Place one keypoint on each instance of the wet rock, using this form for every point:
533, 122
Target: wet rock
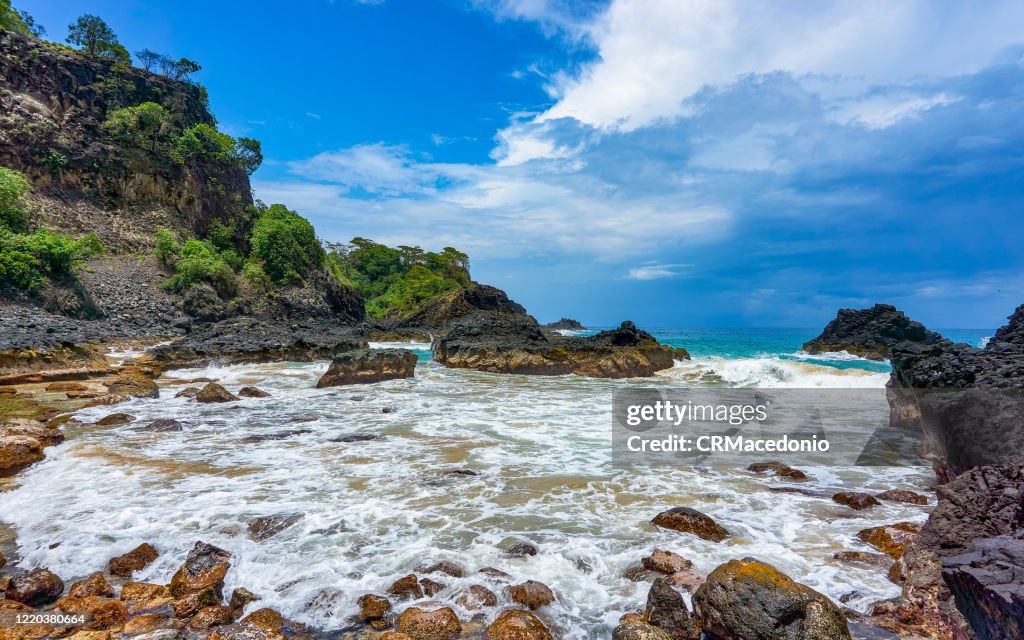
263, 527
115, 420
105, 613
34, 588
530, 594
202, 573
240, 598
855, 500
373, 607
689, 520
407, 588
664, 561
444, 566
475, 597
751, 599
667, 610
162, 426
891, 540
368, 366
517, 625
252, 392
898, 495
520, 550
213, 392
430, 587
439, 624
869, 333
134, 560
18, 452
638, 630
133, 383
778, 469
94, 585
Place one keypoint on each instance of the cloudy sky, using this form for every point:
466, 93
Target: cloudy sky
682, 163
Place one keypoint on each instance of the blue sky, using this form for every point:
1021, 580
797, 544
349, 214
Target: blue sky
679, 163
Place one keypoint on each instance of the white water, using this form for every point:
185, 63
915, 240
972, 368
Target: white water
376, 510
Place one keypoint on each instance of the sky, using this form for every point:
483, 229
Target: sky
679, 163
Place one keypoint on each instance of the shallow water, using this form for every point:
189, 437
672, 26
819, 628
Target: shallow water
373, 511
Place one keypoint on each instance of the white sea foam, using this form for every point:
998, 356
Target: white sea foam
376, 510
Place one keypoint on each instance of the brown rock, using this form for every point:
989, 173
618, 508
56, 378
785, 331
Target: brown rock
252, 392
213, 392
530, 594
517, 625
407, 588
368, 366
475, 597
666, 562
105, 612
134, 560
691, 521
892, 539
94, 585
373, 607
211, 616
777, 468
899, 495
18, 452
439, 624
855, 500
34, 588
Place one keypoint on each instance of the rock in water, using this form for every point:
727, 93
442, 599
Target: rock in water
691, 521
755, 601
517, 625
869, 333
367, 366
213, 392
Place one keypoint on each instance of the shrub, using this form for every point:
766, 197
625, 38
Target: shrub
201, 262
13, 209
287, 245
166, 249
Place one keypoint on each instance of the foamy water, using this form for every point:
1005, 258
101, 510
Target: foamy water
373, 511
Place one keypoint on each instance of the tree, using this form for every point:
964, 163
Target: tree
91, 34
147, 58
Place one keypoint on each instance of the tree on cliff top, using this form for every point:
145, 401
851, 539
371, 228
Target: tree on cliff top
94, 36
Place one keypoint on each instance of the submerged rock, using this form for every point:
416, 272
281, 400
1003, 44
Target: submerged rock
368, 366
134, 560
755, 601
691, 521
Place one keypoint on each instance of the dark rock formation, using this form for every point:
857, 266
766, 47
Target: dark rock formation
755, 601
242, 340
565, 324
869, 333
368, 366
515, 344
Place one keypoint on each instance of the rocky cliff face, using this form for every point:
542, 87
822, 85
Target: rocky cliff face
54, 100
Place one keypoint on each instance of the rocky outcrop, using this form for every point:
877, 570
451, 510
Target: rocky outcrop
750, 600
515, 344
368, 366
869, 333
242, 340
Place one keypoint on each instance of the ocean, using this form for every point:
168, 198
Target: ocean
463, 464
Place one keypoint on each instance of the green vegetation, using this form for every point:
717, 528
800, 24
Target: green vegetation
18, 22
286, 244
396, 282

━━━━━━━━━━━━━━━━━━━━━━━━━━━━━━

### Your objective
The expected answer is the complete set of entries, copied verbatim, with no pictures.

### The answer
Place one keypoint on each instance of the wet rock, using this form for every point:
533, 122
Target: wet rock
263, 527
115, 420
105, 613
34, 588
530, 594
202, 573
240, 598
855, 500
373, 607
689, 520
407, 588
664, 561
444, 566
475, 597
751, 599
667, 610
162, 426
891, 540
368, 366
517, 625
252, 392
898, 495
520, 550
213, 392
430, 587
439, 624
869, 333
134, 560
18, 452
638, 630
133, 383
778, 469
94, 585
Place one keypoint on each instance of the cloudy sky, using this form for every point:
466, 93
Target: cloudy sky
682, 163
Place one keypoint on each instance of the blue sky, using this form for every point:
1021, 580
797, 544
349, 214
Target: blue sky
679, 163
Place one keypoint on each instance of the white water, using this form for every point:
185, 63
915, 240
972, 368
Target: white water
376, 510
Place one keypoint on each instance of the sky, using this form for every point:
483, 229
Target: sky
679, 163
Place one keypoint on each instance of the shallow water, using this form for every point:
189, 437
672, 26
819, 628
Target: shallow water
373, 511
Place one keypoint on each instance of the white sea foam, using this form for every point:
998, 356
Target: white sea foam
376, 510
Place one keypoint on each instance of the brown rock, using this form for every point:
989, 173
618, 508
56, 378
785, 331
Target: brown rock
252, 392
213, 392
530, 594
517, 625
407, 588
368, 366
475, 597
666, 562
105, 612
134, 560
691, 521
892, 539
94, 585
373, 607
211, 616
777, 468
899, 495
18, 452
439, 624
855, 500
34, 588
Place one keypoint on each instance of the rock in water, using this form for every point:
727, 93
442, 599
Target: rock in water
691, 521
755, 601
517, 625
869, 333
367, 366
213, 392
Place one keypoint on each instance of the shrub, using this form for every point:
766, 197
625, 38
Target: shrub
201, 262
13, 209
287, 245
166, 249
Place one keypoint on each instance of the foamy water, using this form for every point:
1005, 258
101, 510
Target: foamy water
373, 511
Place one keypoint on each instance of the tree, using this form for every point:
964, 163
Target: tree
91, 34
147, 58
Place one keypoint on each instance of the tree on cliff top, using this form for every point:
145, 401
851, 539
371, 228
Target: tree on cliff top
94, 36
Place one keypoint on each instance of the submerged rock, using this form for every point:
416, 272
281, 400
1003, 44
Target: submerged rock
368, 366
134, 560
755, 601
691, 521
Place one keypoint on each instance of the dark rock formation, using this form for every point:
857, 266
766, 47
Target: dark rock formation
755, 601
242, 340
565, 324
869, 333
368, 366
515, 344
Place one keypoint on each instance of the rocky cliff face, using this form for every point:
542, 87
822, 85
Target: rocky cliff face
54, 100
Place one keypoint on each instance of the rocky outcrop, using this form for every point:
877, 570
451, 510
Target: rocky outcrop
750, 600
515, 344
368, 366
869, 333
242, 340
Place one keypoint on each instance of the ocean, using this form for every point:
168, 198
Target: ocean
463, 464
Place one keypoint on each instance of the green vegetation, using this form for every point:
717, 528
800, 24
Target: green vegetation
18, 22
286, 244
396, 282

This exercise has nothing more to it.